> **GIVEN PROBLEM**
Repeat the material below exactly, line for line.

> **THE RECORDS**

## start

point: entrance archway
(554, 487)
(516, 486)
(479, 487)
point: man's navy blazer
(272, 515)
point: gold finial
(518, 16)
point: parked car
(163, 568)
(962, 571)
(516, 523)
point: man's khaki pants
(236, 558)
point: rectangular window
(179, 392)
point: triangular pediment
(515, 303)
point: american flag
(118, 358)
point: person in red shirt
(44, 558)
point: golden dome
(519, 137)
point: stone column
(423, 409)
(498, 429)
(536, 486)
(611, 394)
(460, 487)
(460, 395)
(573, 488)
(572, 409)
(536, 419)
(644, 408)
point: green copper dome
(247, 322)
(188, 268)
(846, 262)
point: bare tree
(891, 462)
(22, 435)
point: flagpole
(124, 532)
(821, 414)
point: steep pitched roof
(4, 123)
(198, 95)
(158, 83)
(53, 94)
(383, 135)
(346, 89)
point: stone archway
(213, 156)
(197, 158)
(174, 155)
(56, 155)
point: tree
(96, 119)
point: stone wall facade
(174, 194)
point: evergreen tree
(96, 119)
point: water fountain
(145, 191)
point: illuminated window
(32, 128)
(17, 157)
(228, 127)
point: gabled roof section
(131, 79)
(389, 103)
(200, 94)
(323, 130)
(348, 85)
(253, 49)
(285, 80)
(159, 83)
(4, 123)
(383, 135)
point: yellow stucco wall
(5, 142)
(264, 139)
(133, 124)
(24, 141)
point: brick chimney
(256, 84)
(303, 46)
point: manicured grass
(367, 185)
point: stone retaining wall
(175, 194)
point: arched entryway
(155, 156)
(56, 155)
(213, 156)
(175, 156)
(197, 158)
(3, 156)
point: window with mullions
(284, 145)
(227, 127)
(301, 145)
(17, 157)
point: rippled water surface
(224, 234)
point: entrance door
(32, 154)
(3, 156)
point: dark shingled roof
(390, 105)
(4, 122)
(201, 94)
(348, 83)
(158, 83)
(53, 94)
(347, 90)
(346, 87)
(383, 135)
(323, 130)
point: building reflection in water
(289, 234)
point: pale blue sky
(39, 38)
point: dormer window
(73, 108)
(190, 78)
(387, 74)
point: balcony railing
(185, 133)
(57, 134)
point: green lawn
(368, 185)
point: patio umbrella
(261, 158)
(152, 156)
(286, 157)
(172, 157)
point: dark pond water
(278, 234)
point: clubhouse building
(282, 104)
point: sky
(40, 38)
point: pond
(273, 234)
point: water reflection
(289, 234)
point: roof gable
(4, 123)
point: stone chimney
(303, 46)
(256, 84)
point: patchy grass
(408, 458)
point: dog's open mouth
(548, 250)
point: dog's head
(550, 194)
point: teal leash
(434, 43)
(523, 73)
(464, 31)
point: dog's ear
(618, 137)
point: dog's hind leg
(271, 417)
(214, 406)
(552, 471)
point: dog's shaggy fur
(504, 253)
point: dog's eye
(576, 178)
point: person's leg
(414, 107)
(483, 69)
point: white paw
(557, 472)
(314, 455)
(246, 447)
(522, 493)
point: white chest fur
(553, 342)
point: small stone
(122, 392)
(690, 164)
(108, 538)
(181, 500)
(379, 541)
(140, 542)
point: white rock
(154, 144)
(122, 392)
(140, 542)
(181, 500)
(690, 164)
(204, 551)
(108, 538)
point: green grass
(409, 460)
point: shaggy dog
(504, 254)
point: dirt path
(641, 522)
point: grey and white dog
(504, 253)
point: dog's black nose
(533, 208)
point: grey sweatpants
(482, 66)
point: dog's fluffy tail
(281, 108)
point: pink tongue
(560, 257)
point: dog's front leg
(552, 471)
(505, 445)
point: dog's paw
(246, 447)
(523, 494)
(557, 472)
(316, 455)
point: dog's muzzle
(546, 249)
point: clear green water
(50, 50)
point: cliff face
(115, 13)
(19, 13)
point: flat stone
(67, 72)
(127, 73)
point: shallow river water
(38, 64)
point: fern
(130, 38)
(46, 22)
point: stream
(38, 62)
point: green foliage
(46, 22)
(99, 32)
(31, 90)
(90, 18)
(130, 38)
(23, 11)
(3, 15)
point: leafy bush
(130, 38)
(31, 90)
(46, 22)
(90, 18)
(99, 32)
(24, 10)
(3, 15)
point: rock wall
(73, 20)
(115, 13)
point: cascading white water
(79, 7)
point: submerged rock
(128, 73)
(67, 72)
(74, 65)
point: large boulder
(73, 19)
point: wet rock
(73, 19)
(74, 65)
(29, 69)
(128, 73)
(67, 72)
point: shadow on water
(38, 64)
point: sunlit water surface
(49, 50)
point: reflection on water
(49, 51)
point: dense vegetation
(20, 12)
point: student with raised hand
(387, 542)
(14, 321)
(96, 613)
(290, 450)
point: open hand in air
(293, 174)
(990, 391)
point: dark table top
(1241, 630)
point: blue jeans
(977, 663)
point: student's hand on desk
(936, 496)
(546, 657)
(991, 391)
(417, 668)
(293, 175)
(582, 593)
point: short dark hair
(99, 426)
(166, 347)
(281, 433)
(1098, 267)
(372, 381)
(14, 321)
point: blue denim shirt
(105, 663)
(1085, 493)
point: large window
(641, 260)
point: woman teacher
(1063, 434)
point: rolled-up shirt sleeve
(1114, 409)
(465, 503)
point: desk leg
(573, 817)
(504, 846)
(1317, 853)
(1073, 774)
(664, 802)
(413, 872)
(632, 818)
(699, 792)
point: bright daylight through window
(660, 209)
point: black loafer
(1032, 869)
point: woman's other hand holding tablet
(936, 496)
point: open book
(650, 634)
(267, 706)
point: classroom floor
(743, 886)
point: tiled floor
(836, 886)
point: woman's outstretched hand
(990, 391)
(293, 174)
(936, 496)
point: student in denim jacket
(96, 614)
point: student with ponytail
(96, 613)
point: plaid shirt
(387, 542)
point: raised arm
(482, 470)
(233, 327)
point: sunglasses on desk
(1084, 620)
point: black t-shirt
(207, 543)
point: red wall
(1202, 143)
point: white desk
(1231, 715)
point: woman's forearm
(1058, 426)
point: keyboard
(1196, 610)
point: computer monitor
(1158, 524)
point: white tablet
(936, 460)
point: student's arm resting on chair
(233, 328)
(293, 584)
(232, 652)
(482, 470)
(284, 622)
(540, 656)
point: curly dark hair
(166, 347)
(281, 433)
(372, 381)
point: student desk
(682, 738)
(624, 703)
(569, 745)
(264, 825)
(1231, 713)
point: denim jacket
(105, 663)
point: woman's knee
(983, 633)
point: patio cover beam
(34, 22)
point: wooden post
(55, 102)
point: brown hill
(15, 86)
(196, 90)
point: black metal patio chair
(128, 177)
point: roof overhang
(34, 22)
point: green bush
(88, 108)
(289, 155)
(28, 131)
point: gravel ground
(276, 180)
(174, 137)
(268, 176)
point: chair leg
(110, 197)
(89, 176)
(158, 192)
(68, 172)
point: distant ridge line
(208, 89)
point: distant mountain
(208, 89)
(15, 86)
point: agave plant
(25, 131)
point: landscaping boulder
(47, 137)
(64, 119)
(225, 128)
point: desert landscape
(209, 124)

## end

> **FULL OUTPUT**
point: entrance archway
(554, 487)
(516, 486)
(479, 487)
point: man's navy blazer
(272, 515)
point: gold finial
(518, 16)
point: parked car
(163, 568)
(962, 571)
(516, 523)
point: man's khaki pants
(236, 558)
point: rectangular window
(179, 392)
point: triangular pediment
(515, 303)
point: american flag
(118, 358)
point: person in red shirt
(44, 558)
point: golden dome
(519, 137)
point: stone column
(423, 409)
(498, 429)
(536, 486)
(611, 394)
(460, 487)
(460, 395)
(573, 488)
(572, 409)
(536, 419)
(644, 408)
point: green copper dome
(247, 322)
(188, 268)
(846, 262)
point: bare tree
(891, 462)
(22, 435)
point: flagpole
(124, 532)
(821, 414)
point: steep pitched roof
(4, 123)
(198, 95)
(158, 83)
(53, 94)
(383, 135)
(346, 89)
point: stone archway
(213, 156)
(197, 158)
(174, 155)
(56, 155)
point: tree
(96, 119)
point: stone wall facade
(174, 194)
point: evergreen tree
(96, 119)
point: water fountain
(145, 191)
point: illuminated window
(32, 128)
(17, 157)
(228, 127)
point: gabled roof section
(131, 79)
(389, 103)
(200, 94)
(323, 130)
(348, 85)
(253, 49)
(285, 80)
(159, 83)
(4, 123)
(383, 135)
point: yellow stucco wall
(5, 142)
(264, 139)
(133, 124)
(24, 141)
point: brick chimney
(256, 84)
(303, 46)
point: manicured grass
(367, 185)
point: stone retaining wall
(175, 194)
point: arched entryway
(155, 156)
(56, 155)
(213, 156)
(175, 156)
(197, 158)
(3, 156)
point: window with mullions
(284, 145)
(227, 127)
(301, 145)
(17, 157)
point: rippled water surface
(224, 234)
point: entrance door
(32, 154)
(3, 156)
point: dark shingled roof
(390, 105)
(4, 122)
(201, 94)
(348, 83)
(158, 83)
(53, 94)
(347, 90)
(346, 87)
(383, 135)
(323, 130)
point: building reflection in water
(289, 234)
point: pale blue sky
(39, 38)
point: dormer window
(73, 108)
(190, 78)
(387, 74)
point: balcony railing
(185, 133)
(57, 134)
point: green lawn
(368, 185)
point: patio umbrella
(261, 158)
(152, 156)
(286, 157)
(172, 157)
point: dark pond water
(278, 234)
point: clubhouse building
(282, 104)
point: sky
(40, 38)
point: pond
(273, 234)
point: water reflection
(289, 234)
point: roof gable
(4, 123)
point: stone chimney
(303, 46)
(256, 84)
point: patchy grass
(408, 458)
point: dog's open mouth
(548, 250)
point: dog's head
(550, 194)
point: teal leash
(434, 43)
(523, 73)
(464, 31)
point: dog's ear
(618, 137)
point: dog's hind leg
(271, 417)
(214, 406)
(552, 471)
point: dog's shaggy fur
(504, 253)
point: dog's eye
(576, 178)
point: person's leg
(414, 107)
(483, 69)
point: white paw
(557, 472)
(314, 455)
(246, 447)
(522, 493)
point: white chest fur
(553, 342)
point: small stone
(122, 392)
(690, 164)
(108, 538)
(181, 500)
(379, 541)
(140, 542)
point: white rock
(154, 144)
(122, 392)
(140, 542)
(181, 500)
(690, 164)
(204, 551)
(108, 538)
point: green grass
(409, 460)
point: shaggy dog
(504, 254)
point: dirt path
(641, 522)
point: grey and white dog
(504, 253)
point: dog's black nose
(533, 208)
point: grey sweatpants
(482, 66)
point: dog's fluffy tail
(281, 108)
point: pink tongue
(560, 257)
point: dog's front leg
(552, 471)
(505, 445)
point: dog's paw
(246, 447)
(523, 494)
(557, 472)
(316, 455)
point: dog's muzzle
(546, 249)
point: clear green water
(50, 50)
point: cliff face
(115, 13)
(19, 13)
point: flat stone
(67, 72)
(127, 73)
point: shallow river water
(38, 64)
point: fern
(130, 38)
(46, 22)
point: stream
(38, 62)
point: green foliage
(46, 22)
(99, 32)
(31, 90)
(90, 18)
(130, 38)
(23, 11)
(3, 15)
point: leafy bush
(130, 38)
(31, 90)
(46, 22)
(90, 18)
(99, 32)
(24, 10)
(3, 15)
point: rock wall
(73, 20)
(115, 13)
point: cascading white water
(79, 7)
point: submerged rock
(128, 73)
(67, 72)
(74, 65)
point: large boulder
(73, 19)
point: wet rock
(73, 19)
(74, 65)
(29, 69)
(128, 73)
(67, 72)
point: shadow on water
(38, 64)
point: sunlit water surface
(49, 50)
point: reflection on water
(49, 51)
point: dense vegetation
(20, 12)
point: student with raised hand
(387, 542)
(14, 321)
(96, 613)
(290, 450)
point: open hand in air
(293, 174)
(990, 391)
point: dark table top
(1241, 630)
point: blue jeans
(977, 663)
point: student's hand on desk
(936, 496)
(546, 657)
(991, 391)
(417, 668)
(293, 175)
(582, 593)
point: short dark hair
(99, 426)
(166, 347)
(281, 433)
(1098, 267)
(372, 381)
(14, 321)
point: blue denim shirt
(105, 663)
(1085, 493)
point: large window
(641, 260)
point: woman teacher
(1063, 434)
point: rolled-up shirt sleeve
(1114, 409)
(465, 503)
point: desk leg
(573, 817)
(504, 846)
(1317, 853)
(1073, 774)
(664, 802)
(413, 872)
(632, 818)
(699, 792)
point: bright daylight through window
(660, 209)
point: black loafer
(1032, 869)
point: woman's other hand holding tablet
(936, 496)
point: open book
(650, 634)
(267, 706)
point: classroom floor
(743, 886)
point: tiled floor
(836, 886)
point: woman's outstretched hand
(990, 391)
(293, 174)
(936, 496)
point: student in denim jacket
(96, 614)
point: student with ponytail
(96, 613)
point: plaid shirt
(387, 542)
point: raised arm
(482, 470)
(233, 327)
point: sunglasses on desk
(1084, 620)
point: black t-shirt
(207, 543)
point: red wall
(1202, 143)
point: white desk
(1231, 715)
point: woman's forearm
(1058, 426)
point: keyboard
(1196, 610)
point: computer monitor
(1158, 524)
point: white tablet
(936, 460)
point: student's arm resting on chair
(233, 328)
(293, 584)
(232, 652)
(482, 470)
(284, 622)
(540, 656)
point: curly dark hair
(166, 347)
(281, 433)
(372, 381)
point: student desk
(682, 738)
(624, 703)
(569, 745)
(264, 825)
(1231, 713)
point: denim jacket
(105, 663)
point: woman's knee
(983, 633)
point: patio cover beam
(34, 22)
point: wooden post
(55, 102)
point: brown hill
(15, 86)
(196, 90)
point: black metal patio chair
(128, 177)
point: roof overhang
(34, 22)
point: green bush
(88, 108)
(289, 155)
(28, 131)
point: gravel ground
(276, 180)
(174, 137)
(268, 176)
point: chair leg
(110, 197)
(89, 176)
(158, 192)
(68, 172)
point: distant ridge line
(208, 89)
point: distant mountain
(208, 89)
(15, 86)
point: agave plant
(25, 131)
point: landscaping boulder
(47, 137)
(64, 119)
(225, 128)
point: desert landscape
(209, 124)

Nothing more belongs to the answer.